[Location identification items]
§
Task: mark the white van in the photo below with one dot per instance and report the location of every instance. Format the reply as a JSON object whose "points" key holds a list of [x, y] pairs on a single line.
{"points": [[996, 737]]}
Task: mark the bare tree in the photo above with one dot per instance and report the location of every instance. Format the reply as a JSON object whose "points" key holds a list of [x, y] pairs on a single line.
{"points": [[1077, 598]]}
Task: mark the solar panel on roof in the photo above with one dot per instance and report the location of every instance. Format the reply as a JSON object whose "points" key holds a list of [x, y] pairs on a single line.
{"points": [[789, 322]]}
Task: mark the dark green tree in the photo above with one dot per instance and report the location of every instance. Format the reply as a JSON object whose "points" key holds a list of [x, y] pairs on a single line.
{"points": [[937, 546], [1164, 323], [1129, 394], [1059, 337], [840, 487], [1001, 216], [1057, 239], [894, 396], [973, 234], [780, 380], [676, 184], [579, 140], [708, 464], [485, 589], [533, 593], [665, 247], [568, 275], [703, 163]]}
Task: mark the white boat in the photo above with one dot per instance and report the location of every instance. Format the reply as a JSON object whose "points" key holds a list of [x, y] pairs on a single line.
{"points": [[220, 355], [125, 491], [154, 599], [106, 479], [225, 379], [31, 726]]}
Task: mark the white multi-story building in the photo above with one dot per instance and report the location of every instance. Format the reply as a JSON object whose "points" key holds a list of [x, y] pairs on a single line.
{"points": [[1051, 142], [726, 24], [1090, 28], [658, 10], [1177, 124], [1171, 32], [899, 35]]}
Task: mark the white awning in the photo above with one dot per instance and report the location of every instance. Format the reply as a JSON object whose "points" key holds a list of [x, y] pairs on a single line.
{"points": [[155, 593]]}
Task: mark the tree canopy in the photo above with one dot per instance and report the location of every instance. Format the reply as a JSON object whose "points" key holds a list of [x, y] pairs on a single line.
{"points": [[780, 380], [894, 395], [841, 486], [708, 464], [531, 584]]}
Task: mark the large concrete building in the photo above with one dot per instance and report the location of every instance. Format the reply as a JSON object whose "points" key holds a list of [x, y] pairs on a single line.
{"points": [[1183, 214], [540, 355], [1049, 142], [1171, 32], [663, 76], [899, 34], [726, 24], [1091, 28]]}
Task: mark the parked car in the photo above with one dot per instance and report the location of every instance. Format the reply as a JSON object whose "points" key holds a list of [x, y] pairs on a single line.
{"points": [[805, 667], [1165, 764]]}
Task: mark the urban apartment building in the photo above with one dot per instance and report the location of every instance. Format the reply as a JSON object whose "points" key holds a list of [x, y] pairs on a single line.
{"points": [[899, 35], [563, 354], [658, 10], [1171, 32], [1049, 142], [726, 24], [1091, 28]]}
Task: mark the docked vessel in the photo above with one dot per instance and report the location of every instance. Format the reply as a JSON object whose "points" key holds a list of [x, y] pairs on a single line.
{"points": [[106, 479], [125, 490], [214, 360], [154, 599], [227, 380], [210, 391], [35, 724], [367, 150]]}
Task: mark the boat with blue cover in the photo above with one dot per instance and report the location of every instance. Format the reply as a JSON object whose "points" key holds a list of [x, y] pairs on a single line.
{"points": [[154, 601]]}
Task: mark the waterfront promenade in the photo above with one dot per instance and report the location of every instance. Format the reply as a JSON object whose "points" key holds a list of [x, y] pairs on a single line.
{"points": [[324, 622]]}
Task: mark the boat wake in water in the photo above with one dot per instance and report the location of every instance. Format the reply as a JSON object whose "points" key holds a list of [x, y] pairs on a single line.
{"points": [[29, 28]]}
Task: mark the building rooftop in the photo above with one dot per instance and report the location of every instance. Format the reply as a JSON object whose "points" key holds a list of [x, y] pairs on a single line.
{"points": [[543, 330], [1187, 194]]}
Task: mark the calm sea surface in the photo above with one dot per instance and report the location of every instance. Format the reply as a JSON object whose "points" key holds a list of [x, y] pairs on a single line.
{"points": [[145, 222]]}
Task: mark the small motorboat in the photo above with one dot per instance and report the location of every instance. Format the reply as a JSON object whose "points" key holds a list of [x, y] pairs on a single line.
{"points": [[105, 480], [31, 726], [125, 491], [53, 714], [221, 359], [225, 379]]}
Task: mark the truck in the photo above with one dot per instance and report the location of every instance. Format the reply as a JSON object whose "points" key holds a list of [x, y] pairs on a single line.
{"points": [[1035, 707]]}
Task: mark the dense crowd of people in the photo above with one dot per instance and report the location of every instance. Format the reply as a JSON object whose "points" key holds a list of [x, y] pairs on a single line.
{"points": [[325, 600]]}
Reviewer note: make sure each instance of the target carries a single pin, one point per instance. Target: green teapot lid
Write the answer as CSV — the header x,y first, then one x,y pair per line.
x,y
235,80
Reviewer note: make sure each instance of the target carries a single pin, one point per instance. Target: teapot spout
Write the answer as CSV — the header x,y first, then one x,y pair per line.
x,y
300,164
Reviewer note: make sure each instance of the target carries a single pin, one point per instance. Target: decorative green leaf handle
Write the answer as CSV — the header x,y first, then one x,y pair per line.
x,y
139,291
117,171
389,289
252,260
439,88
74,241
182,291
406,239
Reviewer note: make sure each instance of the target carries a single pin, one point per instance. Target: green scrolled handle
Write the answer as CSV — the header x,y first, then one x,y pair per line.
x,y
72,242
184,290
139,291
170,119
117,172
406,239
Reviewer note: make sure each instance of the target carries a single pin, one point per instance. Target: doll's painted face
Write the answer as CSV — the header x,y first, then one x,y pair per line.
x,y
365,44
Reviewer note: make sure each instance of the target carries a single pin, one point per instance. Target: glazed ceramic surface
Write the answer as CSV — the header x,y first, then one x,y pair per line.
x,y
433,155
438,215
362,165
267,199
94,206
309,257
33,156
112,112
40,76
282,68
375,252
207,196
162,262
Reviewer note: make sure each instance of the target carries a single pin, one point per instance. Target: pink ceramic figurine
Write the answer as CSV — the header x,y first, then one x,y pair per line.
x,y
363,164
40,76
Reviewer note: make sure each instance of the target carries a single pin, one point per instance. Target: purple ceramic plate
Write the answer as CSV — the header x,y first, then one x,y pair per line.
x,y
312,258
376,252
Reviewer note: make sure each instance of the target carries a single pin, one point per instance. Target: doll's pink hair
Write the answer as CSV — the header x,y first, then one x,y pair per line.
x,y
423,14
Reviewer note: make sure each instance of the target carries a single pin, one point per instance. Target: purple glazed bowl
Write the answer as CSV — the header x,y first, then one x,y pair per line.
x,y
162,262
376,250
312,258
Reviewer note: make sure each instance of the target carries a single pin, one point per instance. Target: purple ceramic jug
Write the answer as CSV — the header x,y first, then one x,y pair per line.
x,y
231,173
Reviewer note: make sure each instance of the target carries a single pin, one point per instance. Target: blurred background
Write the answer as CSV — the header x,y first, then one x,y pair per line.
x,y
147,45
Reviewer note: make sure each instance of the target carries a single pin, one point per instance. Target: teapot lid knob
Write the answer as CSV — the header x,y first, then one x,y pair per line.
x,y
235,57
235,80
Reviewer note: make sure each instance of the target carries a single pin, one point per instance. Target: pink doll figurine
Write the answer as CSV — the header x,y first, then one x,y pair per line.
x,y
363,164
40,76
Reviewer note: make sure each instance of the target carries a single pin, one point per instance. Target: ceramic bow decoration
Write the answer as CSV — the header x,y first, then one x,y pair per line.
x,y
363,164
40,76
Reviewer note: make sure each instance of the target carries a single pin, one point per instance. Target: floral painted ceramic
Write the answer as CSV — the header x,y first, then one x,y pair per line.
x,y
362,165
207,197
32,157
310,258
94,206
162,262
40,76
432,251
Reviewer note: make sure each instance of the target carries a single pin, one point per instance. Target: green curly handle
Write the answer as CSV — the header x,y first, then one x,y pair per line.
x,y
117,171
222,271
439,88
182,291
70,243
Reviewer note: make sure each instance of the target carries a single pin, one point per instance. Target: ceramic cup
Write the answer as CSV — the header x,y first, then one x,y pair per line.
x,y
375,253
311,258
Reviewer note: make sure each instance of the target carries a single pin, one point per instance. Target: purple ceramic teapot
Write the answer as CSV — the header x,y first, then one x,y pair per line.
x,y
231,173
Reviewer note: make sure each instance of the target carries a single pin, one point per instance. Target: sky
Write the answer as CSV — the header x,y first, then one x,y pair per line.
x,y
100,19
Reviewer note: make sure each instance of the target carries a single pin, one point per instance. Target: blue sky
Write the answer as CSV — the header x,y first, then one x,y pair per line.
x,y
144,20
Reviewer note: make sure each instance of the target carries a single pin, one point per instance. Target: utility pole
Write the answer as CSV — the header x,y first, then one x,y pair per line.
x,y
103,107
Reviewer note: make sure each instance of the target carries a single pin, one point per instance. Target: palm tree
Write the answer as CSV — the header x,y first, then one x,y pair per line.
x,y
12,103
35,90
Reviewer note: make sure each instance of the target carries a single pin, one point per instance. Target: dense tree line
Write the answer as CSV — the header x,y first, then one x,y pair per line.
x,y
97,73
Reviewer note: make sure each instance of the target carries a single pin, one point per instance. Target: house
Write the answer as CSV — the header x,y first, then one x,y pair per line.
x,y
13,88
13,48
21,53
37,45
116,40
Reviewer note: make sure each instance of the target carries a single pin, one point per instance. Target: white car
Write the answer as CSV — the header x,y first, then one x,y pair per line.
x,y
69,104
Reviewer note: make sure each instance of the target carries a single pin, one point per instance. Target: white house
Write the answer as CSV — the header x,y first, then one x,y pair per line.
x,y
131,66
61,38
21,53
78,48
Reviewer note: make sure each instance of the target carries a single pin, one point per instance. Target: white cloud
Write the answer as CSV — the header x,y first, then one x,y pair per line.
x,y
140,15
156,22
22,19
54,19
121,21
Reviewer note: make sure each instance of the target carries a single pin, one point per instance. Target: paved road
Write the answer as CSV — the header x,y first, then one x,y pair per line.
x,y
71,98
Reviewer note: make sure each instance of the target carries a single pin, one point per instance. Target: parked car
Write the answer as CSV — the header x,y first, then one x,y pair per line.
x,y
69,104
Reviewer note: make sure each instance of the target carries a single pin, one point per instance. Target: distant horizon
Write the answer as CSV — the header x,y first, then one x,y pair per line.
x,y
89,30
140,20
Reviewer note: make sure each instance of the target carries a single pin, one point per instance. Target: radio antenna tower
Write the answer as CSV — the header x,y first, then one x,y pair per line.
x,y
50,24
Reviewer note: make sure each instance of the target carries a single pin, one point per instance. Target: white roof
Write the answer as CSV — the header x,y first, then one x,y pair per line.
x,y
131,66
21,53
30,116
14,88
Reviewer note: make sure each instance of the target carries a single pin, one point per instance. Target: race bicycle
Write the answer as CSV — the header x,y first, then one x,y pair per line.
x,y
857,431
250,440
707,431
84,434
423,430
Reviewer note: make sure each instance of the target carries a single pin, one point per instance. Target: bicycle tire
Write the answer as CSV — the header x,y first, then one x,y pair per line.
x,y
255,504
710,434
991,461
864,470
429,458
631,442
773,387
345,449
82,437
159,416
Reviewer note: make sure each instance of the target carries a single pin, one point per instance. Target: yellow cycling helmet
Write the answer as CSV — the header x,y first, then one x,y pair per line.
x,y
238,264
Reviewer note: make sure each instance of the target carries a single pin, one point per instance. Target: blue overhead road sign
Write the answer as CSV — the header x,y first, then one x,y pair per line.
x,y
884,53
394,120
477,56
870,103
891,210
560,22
§
_Requirements:_
Swap "pin" for "dot" in the part of the material that opens with the line containing "Target: paved road" and closes at the end of the material. Reproduce only that part, with everything else unchanged.

_Exercise output:_
Reviewer note: make sure each instance of the target carries a single dot, one point per instance. Target: paved road
Write the answer as CSV — the header x,y first, then one x,y pair per line.
x,y
71,98
Reviewer note: make sure each instance of the target carries a single dot, one point per instance. Target: parked car
Write the answer as CSV — the header x,y first, then one x,y pair per line.
x,y
69,104
Reviewer note: make sure each instance of the target carries a single dot, one point per instance. Target: distant horizon
Write the answer as CSV — the header x,y first, then one x,y pair per line.
x,y
89,30
140,20
Reviewer note: make sure each instance of the target carries a single dot, one point per instance. Target: radio antenna tower
Write the answer as CSV — the header x,y first, then one x,y pair per line.
x,y
50,24
Reviewer note: make sure each instance of the target carries a single dot, one point per instance. Target: white roof
Write the answer as CSV — the header x,y first, then one x,y pair per line.
x,y
131,66
21,53
30,116
14,88
Reviewer note: make sure each instance of the target carries a single dot, one point per instance. Target: race bicycle
Write the answer as CSV — the header x,y first, then one x,y pair per line.
x,y
857,431
250,440
707,431
84,434
423,430
Reviewer note: make sure each instance of the target carries a single dot, one point per instance. Target: bicycle tire
Write the answer as CSV — the header x,y first, then one x,y pair per line.
x,y
255,504
710,434
991,461
864,470
429,458
631,442
773,387
345,449
82,437
159,416
Reviewer note: make sure each instance of the target carries a single dot, one point per instance. Target: yellow cycling helmet
Write the answer as CSV — the header x,y first, then one x,y pair per line.
x,y
238,264
Reviewer note: make sure each instance of the target carries a single dot, one point per instance. Target: blue overhead road sign
Write the answer as CSV — the header x,y first, then one x,y pair per line.
x,y
884,53
394,120
477,56
870,103
891,210
560,22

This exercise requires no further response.